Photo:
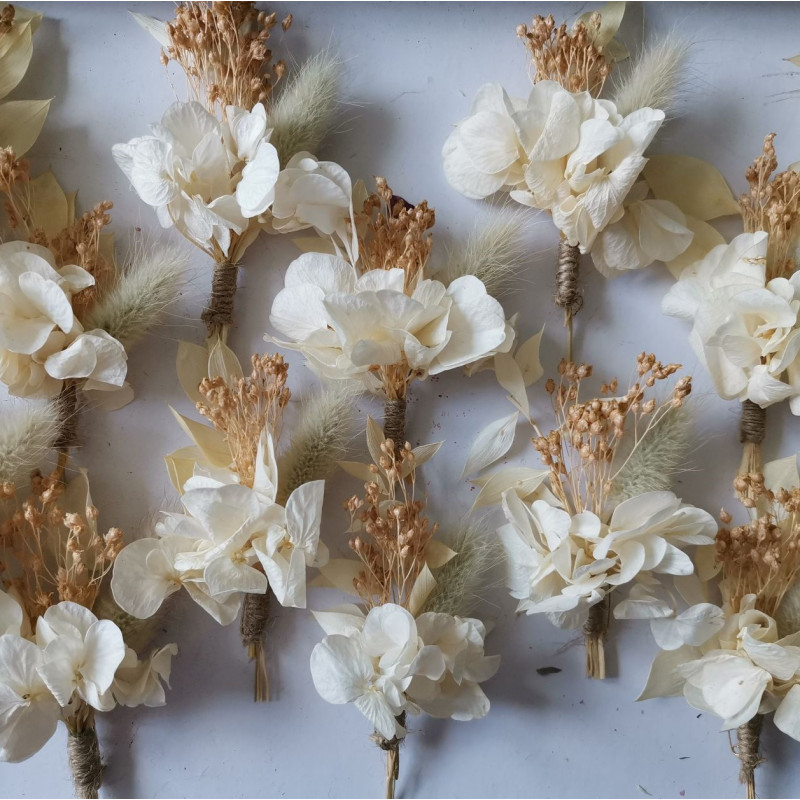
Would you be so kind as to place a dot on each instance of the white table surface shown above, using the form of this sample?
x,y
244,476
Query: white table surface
x,y
412,71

- _What the task asks_: Please rewrite the entries with "white table surface" changed to "white tabletop" and everything else kept the same, leaving out the pictures.

- _Response to this exercise_:
Photo:
Would you be so kind as to place a dot on each instance of the white tabletop shown above, using the form of this sample?
x,y
244,476
Query: white tabletop
x,y
412,71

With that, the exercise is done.